TEXTO APRESENTADO:
::::
Nesse ponto Putin retomou o seu anúncio de uma resposta «rápida e avassaladora» se um certo limiar não precisado de hostilidade ou ingerência puder ameaçar a Rússia, criando condições para o uso de uma arma decisiva, desconhecida de todos os outros países, de que a Rússia seja a única possuidora.

 

Esta ameaça não é levada a sério pelos Estados Unidos e seus aliados, em virtude de um argumento racional, bem conhecido depois da guerra fria. Se a Rússia nos quer menorizar, a resposta imediata menorizá-la-ia. Este argumento racional não considera um possível carácter acidental e a possível irracionalidade. O possível carácter acidental seria o lançamento involuntário de um engenho nuclear sobre o inimigo potencial, o que deflagraria uma resposta nuclear imediata. A possível irracionalidade é a de um ditador cheio de raiva ou perturbado pelo delírio.
::::
DADOS FORNECIDOS:
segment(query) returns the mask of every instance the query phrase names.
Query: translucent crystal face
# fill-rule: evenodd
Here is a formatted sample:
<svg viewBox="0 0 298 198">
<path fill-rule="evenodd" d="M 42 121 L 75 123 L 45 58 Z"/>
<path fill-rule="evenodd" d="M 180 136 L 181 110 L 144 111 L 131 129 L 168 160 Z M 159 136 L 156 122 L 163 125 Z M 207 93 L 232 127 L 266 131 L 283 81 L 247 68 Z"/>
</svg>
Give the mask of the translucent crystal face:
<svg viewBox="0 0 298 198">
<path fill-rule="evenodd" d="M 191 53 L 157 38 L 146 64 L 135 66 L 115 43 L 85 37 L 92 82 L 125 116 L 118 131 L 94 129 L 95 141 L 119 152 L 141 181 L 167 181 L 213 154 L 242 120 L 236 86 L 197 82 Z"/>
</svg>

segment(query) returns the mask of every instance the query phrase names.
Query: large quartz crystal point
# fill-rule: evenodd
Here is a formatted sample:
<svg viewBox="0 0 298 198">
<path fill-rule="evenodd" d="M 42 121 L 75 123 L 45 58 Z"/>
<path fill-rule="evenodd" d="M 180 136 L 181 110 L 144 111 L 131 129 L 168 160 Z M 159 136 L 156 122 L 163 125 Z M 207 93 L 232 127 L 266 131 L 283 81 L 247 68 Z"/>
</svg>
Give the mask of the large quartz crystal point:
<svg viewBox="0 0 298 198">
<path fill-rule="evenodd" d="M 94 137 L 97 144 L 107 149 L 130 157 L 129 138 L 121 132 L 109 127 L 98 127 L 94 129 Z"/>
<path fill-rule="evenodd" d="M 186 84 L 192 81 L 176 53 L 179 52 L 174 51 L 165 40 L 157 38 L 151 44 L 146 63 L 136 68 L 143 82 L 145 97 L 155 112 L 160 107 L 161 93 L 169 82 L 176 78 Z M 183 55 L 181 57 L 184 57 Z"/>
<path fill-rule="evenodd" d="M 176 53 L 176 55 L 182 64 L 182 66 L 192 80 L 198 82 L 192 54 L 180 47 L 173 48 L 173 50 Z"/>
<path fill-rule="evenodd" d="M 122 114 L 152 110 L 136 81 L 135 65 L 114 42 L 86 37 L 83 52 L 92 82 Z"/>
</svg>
::::
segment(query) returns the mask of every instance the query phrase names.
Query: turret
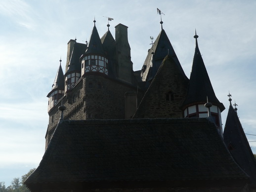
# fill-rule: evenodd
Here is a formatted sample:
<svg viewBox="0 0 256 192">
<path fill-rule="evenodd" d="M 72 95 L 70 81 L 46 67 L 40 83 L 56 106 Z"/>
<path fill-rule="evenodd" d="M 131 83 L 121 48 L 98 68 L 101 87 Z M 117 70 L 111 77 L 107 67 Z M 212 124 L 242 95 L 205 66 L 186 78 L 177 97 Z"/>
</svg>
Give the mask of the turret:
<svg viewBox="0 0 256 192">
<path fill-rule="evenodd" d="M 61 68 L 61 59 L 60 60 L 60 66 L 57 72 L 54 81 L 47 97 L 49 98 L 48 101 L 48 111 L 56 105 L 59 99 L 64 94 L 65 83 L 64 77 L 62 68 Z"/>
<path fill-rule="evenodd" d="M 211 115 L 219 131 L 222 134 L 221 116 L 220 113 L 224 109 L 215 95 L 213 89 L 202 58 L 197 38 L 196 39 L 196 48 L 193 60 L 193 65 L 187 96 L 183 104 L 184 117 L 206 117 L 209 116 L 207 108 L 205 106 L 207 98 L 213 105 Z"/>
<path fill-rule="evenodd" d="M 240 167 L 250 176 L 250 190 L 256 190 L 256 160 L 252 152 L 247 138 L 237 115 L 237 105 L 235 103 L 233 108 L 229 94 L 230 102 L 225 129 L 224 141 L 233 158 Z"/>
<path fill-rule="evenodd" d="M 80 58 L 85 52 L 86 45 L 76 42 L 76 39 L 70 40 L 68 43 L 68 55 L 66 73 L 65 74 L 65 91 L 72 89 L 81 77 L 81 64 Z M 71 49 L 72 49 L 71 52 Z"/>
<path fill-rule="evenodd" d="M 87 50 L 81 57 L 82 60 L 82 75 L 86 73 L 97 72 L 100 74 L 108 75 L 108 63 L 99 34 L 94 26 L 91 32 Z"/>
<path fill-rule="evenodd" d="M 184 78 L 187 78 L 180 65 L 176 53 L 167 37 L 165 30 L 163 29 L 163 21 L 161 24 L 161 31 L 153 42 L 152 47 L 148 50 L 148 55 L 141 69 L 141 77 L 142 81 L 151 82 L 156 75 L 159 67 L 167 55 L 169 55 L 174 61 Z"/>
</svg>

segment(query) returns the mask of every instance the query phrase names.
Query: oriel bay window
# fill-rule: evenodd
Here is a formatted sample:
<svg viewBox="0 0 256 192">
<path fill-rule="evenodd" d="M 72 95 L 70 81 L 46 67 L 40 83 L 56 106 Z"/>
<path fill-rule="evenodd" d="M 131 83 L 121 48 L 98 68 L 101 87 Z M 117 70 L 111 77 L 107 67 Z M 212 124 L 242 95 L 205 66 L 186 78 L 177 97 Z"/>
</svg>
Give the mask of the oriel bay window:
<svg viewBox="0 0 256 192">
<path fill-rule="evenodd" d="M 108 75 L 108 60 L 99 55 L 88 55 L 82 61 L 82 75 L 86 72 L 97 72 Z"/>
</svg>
::::
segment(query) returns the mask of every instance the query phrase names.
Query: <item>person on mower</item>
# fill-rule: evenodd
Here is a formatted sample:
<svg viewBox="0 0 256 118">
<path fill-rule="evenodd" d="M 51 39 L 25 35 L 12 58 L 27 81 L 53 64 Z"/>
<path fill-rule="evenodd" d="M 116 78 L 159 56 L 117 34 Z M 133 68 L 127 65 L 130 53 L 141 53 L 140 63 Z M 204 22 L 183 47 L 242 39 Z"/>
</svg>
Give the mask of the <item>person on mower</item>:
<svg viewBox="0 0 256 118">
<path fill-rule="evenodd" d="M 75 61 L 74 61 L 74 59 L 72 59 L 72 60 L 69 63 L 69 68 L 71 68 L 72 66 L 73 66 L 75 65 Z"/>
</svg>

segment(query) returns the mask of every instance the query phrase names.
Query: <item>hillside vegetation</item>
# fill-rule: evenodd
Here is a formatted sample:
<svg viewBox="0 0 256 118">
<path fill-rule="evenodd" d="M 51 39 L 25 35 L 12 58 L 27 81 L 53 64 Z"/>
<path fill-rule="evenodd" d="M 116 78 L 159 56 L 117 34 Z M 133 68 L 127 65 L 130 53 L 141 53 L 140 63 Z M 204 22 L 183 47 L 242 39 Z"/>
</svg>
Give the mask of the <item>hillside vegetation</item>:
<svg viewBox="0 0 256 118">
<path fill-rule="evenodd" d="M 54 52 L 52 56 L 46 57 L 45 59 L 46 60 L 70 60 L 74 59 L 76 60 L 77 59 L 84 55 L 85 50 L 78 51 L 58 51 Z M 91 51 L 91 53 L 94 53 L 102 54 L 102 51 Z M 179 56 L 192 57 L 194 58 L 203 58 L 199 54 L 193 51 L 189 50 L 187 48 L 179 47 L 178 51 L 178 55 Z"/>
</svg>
::::
TAREFAS A REALIZAR:
1. No texto sobre a ameaça nuclear russa, em que consistiria o possível carácter acidental?
2. Prossiga o texto sobre a ameaça nuclear russa a partir do ponto em que termina.

RESPOSTAS:
1. No lançamento involuntário de um engenho nuclear sobre o inimigo potencial, o que deflagraria uma resposta nuclear imediata.

2.
 

De todo o modo, é atualmente provável (sabendo-se que o improvável pode acontecer) que de derrapagem em derrapagem a guerra se alargue nos territórios europeus e se amplifique pelos misseis intercontinentais nos territórios russo e americano sem sequer poupar a Europa. Uma terceira guerra mundial, dum tipo novo, com utilização de armas nucleares táticas de alcance limitado, drones, ciberguerra com destruição de sistemas de comunicação que asseguram a vida das sociedades, seria a concretização lógica da ampliação da atual guerra internacionalizada.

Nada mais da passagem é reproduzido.